Tall, blonde and dressed in jeans and a neat shirt, she is very much at home in the stable yard at Townend Farm in East Yorkshire.
But home for Claudia was in the city of Halle, near Leipzig, in what was East Germany.
She was 12 when the Berlin Wall came down, making way for the reunification of Germany.
More freedom brought with it the chance to travel and Claudia's first taste of England came when she was 16 and her parents sent her on a summer course to a boarding school in Kent.
After that, she decided to take a year out of school to work as an au pair in this country.
Life here obviously appealed, as instead of returning home to school, Claudia took her A levels while working as an au pair in Norfolk.
She then went on to study at the University of East Anglia.
The polo connection came about when she met Hedley Aylott at a fund-raising event at the Norwich Cathedral School where she was teaching German.
He had just caught the polo bug and when they got together he encouraged Claudia to start playing, too.
"Polo has taken over my life, I now live and breathe it," says Claudia happily.
After several years of travelling between Norfolk and East Yorkshire at weekends, where Hedley had bought Townend Farm near Market Weighton, Claudia gave up her job to help him launch the White Rose Polo Club.
That was three years ago and it is now a flourishing club with over 60 members.
"We started out with six horses and now we have over 40 and we are retraining some ex-racehorses to become polo ponies," said Claudia, who has a polo handicap of minus two.
She had done some riding before meeting Hedley and has now been playing polo for four seasons.
"It's a tough game and very competitive and quite a lot of women play. There is a cracking UK ladies team. It's good fun and there's always something new to learn. I like it because it's a good team sport."
The past few years have seen a growing interest in polo and its image is becoming a little less elitist. "We are trying to encourage people – anybody can play – and make it more accessible," says Claudia.
The club's coach, New Zealander Tony Wesche, is happy to teach anybody, including children from the age of six, as well as teams from York and Leeds universities, Pony Club members and absolute beginners.
The club has also become a popular venue for hen and stag party weekends, team building polo days and birthday parties plus polo taster sessions. "It doesn't matter if you have never ridden, just come along and have a go," says Claudia.

Information supplied -
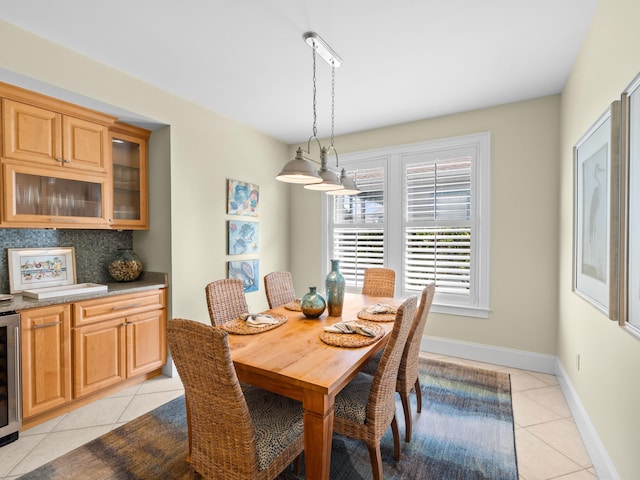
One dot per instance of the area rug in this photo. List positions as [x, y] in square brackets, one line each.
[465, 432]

==

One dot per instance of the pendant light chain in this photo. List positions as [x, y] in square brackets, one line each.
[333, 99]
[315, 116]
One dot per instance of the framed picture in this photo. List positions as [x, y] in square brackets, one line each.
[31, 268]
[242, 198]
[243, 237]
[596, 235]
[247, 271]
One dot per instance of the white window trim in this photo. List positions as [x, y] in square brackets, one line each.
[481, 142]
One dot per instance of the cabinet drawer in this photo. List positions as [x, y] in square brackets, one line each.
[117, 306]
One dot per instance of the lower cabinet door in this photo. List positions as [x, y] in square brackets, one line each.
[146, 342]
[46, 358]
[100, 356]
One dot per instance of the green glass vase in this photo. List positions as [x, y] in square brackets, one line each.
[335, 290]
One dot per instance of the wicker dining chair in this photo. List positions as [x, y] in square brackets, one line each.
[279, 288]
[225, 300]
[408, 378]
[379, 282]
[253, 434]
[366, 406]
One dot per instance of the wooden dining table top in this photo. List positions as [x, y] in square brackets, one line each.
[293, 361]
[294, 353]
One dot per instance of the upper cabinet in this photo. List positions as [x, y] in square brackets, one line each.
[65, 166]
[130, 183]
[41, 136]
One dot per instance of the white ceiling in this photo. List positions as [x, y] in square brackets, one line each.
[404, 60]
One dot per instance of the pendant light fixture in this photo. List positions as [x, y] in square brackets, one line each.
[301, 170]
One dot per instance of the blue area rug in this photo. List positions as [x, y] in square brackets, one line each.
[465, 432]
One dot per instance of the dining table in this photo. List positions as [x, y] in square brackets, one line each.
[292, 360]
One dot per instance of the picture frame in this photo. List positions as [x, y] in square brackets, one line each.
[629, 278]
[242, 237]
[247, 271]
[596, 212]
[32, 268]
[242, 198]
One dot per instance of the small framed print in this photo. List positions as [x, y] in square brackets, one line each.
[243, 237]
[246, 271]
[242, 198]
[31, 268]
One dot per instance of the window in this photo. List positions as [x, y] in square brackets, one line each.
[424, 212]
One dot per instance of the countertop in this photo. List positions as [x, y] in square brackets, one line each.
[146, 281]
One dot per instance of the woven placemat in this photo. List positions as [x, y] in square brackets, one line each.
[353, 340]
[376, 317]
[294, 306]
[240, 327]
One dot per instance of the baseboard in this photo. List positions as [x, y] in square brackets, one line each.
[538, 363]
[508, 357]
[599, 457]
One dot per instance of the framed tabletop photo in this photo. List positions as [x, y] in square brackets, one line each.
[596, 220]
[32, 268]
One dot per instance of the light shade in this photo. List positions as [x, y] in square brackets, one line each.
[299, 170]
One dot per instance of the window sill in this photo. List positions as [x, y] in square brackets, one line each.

==

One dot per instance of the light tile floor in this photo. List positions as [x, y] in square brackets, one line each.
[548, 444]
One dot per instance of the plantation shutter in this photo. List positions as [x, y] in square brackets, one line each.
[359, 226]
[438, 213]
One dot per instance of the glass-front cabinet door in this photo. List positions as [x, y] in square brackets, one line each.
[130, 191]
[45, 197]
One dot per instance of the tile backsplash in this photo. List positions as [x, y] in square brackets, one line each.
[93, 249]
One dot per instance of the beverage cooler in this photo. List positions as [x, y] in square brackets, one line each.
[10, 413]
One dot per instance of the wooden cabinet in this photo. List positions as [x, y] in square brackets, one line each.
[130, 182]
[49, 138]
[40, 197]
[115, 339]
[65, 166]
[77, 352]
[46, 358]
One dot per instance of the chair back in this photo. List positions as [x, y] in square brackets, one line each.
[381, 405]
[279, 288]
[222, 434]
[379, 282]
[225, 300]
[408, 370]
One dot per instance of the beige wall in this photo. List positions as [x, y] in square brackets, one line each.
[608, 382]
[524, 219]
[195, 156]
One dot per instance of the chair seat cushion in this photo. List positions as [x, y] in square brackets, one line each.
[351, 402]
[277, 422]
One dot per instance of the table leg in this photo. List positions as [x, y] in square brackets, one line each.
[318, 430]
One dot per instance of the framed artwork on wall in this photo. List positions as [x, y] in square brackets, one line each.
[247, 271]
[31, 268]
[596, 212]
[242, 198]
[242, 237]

Given exercise - In the polo club article, recast the paragraph beginning "The club's coach, New Zealander Tony Wesche" as a short bulleted list that keeps its main facts.

Solution for this exercise -
- Club coach: Tony Wesche, from New Zealand
- Will teach anybody, including:
  - children from age six
  - teams from York and Leeds universities
  - Pony Club members
  - absolute beginners